= WHAT IS REQUIRED =
Every entry here needs to be repeated exactly.

= ITEMS =
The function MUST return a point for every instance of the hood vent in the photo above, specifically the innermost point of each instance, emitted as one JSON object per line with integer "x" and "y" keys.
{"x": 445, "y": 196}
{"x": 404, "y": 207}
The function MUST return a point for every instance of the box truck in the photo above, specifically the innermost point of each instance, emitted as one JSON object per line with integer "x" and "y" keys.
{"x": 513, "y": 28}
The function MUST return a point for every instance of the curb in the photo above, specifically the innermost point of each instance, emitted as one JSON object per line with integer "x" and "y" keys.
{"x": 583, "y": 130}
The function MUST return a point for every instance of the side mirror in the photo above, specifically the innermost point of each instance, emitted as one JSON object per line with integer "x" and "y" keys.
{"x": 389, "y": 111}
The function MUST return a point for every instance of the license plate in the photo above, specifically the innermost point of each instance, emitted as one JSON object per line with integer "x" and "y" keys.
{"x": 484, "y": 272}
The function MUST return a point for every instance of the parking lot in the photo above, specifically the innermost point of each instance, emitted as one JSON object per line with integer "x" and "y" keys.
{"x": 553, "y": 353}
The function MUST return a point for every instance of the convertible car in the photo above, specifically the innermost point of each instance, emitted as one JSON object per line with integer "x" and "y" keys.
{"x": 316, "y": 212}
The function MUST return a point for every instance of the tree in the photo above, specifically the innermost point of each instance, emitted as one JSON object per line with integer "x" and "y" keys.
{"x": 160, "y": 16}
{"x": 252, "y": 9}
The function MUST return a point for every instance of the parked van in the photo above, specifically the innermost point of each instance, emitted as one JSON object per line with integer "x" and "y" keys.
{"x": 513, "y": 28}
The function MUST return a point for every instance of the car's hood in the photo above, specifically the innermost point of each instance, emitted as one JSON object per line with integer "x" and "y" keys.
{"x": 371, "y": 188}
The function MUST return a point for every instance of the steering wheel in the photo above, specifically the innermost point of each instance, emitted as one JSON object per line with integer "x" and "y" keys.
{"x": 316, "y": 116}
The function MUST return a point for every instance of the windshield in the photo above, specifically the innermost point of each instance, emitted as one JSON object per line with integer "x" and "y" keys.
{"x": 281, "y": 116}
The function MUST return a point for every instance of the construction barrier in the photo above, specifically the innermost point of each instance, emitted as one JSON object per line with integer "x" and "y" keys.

= WORKED SOLUTION =
The function MUST return a point for every instance of the hood vent in the photo above, specifically the innermost point of each instance, emitted as one JSON object per line with integer "x" and "y" keys.
{"x": 445, "y": 196}
{"x": 404, "y": 207}
The function MUST return a point for every instance of the box truck in the photo above, specifically the innermost point of each instance, emitted as one JSON object per line with integer "x" and "y" keys.
{"x": 513, "y": 28}
The function MUST return a point for every instance of the curb in the photo above, specifically the innermost point of each instance, emitted as one JSON object per line with integer "x" and "y" keys.
{"x": 583, "y": 130}
The function MUST return a point for every instance of the side mirror in the photo above, specifically the innermost point of each instance, emitted as one JSON object per line with integer "x" and "y" keys.
{"x": 389, "y": 111}
The function MUST return a point for every instance of the license plate in the photo above, specifically the innermost point of each instance, emitted as one JSON object per line with integer "x" and "y" keys.
{"x": 484, "y": 272}
The function MUST return a point for every instance of the parking lot in the photo above, specifically the innermost point of each instance, emitted as one JSON object per line with integer "x" and "y" keys.
{"x": 553, "y": 353}
The function MUST return a point for every instance of the convertible car in the photo above, specifically the innermost point of each instance, emitted as one JSON object per line with integer "x" and "y" keys.
{"x": 316, "y": 212}
The function MUST return a point for every instance of the tree in the photo above, specifically the innermost point of each instance, emitted as one JSON object per line with integer "x" and "y" keys.
{"x": 160, "y": 16}
{"x": 252, "y": 9}
The function MUST return a point for every instance of the parked van in the photo above, specifically the innermost point of each instance, emitted as one JSON object per line with integer "x" and "y" keys.
{"x": 513, "y": 28}
The function MUST return a point for every instance of the car's hood in the photo above, specifically the innermost point of each instance, emitted as one JSON object per line with integer "x" and "y" keys.
{"x": 371, "y": 188}
The function MUST return a point for every instance of the steering wheel in the photo above, specifically the innermost point of each instance, emitted as one JSON object per line with integer "x" and "y" keys.
{"x": 316, "y": 116}
The function MUST return a point for every instance of the windshield in the photo above, specifically the innermost point of each instance, emitted as one JSON object per line with integer "x" and "y" keys.
{"x": 281, "y": 116}
The function MUST return a point for every instance of the construction barrier in the photo above, specifically the innermost point of each instance, emitted as one JSON object per line with integer "x" and "y" keys.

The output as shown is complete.